OBJECTIVE = Transfer every line of the records below into your answer, requests included, and add 126 to each number in the answer coordinates but not to the sample coordinates in the requests. Leave out the pictures.

——

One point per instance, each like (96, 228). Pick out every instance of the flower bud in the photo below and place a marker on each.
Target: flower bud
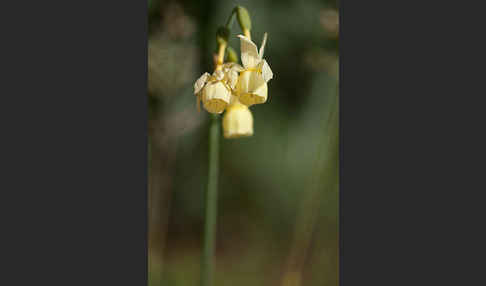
(243, 17)
(215, 97)
(237, 121)
(251, 88)
(222, 35)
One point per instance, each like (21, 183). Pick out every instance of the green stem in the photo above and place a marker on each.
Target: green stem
(207, 269)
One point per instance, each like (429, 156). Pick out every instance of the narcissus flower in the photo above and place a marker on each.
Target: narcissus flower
(237, 121)
(215, 90)
(251, 87)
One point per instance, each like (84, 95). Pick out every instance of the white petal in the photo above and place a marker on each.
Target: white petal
(251, 88)
(199, 84)
(232, 66)
(249, 52)
(266, 71)
(232, 78)
(262, 47)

——

CORRECT OUTPUT =
One point per instance, each like (96, 228). Pick out every instance of the flower bud in the photo below and place a marker on each.
Target: flower bud
(369, 143)
(341, 223)
(363, 247)
(377, 214)
(348, 161)
One point per instance, each like (21, 183). Pick out every instance of the green stem in the photo above and place a marker on each.
Target: green stem
(333, 395)
One point per instance, each like (429, 156). Pick out every instance of the narcissus flower in the photo above and place a marker on each.
Target: narcissus flower
(363, 247)
(341, 216)
(377, 213)
One point per instance, each like (84, 95). Pick out every instance of the white petal in the photo above and place a marker on each.
Target: white petal
(377, 214)
(325, 210)
(358, 192)
(375, 178)
(392, 197)
(358, 204)
(388, 173)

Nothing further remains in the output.